** Begin **

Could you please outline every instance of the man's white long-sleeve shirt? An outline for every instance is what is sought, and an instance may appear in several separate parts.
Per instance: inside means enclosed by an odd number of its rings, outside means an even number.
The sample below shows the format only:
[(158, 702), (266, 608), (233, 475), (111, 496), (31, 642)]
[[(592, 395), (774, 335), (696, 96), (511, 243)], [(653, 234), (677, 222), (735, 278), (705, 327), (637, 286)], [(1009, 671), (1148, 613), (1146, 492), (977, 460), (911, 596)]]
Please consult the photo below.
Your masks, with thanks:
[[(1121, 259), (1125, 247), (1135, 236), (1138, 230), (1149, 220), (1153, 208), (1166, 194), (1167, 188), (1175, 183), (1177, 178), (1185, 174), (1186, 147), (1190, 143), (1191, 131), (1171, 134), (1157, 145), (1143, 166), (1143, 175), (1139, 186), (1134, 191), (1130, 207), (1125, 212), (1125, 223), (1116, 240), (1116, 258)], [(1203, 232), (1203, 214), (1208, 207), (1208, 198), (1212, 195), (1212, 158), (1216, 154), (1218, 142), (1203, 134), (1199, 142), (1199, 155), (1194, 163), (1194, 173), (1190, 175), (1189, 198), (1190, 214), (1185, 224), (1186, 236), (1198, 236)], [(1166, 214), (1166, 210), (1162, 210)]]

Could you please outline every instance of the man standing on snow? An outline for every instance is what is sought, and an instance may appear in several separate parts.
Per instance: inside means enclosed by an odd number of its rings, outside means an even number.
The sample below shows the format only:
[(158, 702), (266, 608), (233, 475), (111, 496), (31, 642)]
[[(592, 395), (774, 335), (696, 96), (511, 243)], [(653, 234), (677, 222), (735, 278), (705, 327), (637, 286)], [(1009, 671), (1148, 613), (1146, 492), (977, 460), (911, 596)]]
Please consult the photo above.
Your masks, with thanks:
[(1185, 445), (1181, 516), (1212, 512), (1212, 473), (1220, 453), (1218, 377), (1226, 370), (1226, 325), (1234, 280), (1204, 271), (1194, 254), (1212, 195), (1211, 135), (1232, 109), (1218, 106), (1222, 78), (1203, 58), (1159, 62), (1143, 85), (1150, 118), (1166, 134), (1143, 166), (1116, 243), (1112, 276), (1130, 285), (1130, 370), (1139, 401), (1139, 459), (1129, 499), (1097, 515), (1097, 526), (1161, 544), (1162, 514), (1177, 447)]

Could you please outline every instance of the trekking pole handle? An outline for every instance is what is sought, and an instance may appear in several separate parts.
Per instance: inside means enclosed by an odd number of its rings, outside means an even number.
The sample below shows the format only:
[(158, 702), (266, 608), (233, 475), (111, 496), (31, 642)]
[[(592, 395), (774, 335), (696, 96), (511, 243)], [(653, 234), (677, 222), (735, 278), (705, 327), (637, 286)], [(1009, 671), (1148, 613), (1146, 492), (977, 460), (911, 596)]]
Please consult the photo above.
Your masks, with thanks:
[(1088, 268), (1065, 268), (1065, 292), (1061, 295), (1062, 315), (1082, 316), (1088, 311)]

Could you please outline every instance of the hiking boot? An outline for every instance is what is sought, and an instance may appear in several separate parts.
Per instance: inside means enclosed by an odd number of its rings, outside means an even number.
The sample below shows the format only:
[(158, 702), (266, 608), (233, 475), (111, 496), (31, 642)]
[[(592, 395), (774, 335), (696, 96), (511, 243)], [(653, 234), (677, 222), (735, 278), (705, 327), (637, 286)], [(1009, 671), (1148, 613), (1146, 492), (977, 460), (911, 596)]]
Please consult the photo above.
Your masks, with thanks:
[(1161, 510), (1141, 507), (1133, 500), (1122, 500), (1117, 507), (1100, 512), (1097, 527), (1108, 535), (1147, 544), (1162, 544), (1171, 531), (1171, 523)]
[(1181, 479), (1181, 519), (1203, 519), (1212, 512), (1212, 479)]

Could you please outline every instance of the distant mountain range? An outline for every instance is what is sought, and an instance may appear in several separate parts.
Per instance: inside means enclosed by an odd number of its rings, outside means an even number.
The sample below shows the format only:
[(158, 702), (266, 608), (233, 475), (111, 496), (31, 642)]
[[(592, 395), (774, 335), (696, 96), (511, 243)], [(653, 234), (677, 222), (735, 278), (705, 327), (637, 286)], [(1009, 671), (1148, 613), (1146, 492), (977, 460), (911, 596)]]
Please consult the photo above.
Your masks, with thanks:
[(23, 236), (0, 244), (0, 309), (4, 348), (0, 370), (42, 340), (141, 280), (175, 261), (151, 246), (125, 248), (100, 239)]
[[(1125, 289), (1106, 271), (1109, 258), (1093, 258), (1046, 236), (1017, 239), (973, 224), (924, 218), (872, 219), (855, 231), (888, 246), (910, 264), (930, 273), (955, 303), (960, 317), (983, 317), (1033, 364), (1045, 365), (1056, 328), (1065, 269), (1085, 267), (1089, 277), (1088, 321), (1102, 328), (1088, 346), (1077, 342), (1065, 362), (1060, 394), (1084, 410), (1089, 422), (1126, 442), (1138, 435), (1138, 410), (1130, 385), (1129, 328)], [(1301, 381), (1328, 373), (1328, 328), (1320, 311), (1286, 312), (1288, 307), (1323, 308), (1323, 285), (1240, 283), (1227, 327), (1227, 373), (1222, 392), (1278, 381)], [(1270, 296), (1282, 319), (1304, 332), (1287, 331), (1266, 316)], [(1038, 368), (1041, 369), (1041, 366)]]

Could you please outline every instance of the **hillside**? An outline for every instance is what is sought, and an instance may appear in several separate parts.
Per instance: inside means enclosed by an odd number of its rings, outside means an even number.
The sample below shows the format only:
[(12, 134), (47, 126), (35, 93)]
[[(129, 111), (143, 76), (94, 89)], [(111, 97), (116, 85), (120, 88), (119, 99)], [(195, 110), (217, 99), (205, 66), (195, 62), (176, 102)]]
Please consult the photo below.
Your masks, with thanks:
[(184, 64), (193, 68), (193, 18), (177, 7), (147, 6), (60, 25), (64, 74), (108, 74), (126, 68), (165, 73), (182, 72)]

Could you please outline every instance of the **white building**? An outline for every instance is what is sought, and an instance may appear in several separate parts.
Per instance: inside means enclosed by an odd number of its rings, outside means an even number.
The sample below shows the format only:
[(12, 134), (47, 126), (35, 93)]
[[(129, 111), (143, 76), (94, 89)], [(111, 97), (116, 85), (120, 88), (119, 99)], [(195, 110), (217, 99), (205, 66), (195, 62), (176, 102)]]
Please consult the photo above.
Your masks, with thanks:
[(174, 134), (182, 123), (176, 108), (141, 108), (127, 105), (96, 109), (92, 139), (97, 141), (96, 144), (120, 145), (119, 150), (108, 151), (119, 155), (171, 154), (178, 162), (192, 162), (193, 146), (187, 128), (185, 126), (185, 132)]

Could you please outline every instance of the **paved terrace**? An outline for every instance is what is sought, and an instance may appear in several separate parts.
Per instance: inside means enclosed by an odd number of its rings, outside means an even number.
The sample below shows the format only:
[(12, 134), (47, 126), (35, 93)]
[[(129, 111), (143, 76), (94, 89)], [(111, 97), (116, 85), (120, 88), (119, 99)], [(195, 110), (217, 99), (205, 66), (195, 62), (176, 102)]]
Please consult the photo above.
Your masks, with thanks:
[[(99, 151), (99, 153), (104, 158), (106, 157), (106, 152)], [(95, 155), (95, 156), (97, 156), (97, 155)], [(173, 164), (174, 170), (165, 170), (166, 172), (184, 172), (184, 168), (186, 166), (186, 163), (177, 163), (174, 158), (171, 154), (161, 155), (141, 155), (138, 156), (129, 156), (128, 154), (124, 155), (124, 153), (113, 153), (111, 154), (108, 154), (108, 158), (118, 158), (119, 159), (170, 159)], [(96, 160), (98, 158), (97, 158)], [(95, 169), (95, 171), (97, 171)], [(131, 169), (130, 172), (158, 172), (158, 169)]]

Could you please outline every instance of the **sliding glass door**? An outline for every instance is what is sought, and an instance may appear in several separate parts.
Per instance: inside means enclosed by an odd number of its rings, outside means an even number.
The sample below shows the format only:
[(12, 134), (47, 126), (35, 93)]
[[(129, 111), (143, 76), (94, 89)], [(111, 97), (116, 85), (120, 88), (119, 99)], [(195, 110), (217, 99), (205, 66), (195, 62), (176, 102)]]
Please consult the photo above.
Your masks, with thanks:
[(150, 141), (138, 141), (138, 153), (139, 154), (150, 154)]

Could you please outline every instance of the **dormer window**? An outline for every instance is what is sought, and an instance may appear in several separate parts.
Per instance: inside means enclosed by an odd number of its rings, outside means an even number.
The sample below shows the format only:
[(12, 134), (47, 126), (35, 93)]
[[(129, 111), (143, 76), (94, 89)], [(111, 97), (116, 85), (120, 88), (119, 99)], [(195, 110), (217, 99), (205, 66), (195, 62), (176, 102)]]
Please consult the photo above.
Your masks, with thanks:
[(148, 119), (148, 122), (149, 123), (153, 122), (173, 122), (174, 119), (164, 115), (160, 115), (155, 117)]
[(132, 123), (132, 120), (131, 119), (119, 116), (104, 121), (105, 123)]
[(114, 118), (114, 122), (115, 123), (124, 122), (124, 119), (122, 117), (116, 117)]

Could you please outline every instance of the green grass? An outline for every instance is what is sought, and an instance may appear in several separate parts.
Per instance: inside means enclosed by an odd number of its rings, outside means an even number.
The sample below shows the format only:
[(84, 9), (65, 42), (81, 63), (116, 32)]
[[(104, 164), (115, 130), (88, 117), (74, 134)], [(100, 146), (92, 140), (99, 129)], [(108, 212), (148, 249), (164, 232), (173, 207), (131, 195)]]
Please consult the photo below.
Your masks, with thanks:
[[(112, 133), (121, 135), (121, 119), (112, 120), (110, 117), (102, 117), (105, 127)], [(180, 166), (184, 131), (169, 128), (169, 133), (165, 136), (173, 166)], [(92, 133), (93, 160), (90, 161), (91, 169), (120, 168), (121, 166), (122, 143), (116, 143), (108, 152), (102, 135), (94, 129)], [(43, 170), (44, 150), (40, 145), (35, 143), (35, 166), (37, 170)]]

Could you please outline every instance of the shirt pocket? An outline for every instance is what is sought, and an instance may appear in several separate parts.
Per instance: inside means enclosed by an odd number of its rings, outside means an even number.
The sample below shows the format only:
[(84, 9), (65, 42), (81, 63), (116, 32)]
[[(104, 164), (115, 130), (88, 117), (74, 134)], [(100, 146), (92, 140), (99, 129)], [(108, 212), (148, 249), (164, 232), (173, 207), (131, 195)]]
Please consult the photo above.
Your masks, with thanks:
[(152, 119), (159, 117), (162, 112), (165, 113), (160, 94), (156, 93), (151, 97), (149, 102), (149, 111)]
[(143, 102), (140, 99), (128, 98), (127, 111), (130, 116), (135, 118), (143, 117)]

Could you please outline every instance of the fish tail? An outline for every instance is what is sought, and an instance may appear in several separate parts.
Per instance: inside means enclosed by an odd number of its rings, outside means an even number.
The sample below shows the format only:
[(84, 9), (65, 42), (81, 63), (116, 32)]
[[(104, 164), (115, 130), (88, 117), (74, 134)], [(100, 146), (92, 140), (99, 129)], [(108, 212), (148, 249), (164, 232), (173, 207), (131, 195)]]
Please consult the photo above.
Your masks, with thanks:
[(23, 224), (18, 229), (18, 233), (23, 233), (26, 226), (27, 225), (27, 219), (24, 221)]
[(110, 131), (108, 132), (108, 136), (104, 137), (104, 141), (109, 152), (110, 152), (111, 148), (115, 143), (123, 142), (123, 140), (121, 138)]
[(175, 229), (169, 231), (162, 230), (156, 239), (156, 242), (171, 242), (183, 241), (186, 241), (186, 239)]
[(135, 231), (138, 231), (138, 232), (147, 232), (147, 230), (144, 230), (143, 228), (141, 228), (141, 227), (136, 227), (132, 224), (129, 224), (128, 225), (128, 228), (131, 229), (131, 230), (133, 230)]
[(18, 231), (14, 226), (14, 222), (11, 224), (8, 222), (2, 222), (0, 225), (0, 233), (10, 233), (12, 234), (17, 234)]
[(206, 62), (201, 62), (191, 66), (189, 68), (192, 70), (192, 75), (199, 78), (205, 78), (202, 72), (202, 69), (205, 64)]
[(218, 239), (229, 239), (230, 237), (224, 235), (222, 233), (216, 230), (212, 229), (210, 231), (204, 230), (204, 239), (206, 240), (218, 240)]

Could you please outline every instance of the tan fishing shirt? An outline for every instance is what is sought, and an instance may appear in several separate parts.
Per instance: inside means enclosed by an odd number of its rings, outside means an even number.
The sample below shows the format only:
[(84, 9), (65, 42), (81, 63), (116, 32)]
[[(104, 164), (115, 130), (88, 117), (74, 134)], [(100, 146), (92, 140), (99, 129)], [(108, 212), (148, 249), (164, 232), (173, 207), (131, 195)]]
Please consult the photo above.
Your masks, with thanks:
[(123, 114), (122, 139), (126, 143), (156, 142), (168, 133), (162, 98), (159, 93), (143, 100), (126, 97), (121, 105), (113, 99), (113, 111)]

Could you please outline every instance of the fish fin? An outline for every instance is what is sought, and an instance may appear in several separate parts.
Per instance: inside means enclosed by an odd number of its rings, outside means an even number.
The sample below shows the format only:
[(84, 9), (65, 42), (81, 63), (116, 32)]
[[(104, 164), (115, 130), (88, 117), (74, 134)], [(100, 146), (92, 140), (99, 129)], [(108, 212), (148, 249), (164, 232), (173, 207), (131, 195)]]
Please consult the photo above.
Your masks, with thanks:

** End **

▶ _What the task asks_
Format the lines as a JSON list of strings, one string per line with blank lines omitted, starting at the line that contains "Could you please outline every instance of the tan" and ending at the line that contains "99), (113, 111)]".

▶ _The reply_
[
  "Could you please outline every instance of the tan fishing shirt? An outline for every instance is what is sought, and an instance may appear in several separate parts.",
  "Per instance: inside means enclosed by an odd number of its rings, outside means an even number.",
  "The sample below shows the format only:",
  "[(84, 9), (65, 42), (81, 63), (116, 32)]",
  "[[(104, 164), (115, 130), (88, 117), (74, 134)], [(100, 146), (92, 140), (99, 129)], [(108, 212), (148, 249), (164, 232), (173, 207), (131, 195)]]",
  "Please consult the photo above.",
  "Your masks, with thanks:",
  "[(123, 114), (122, 139), (126, 143), (156, 142), (168, 133), (162, 98), (159, 93), (143, 100), (126, 97), (121, 105), (113, 99), (113, 111)]"
]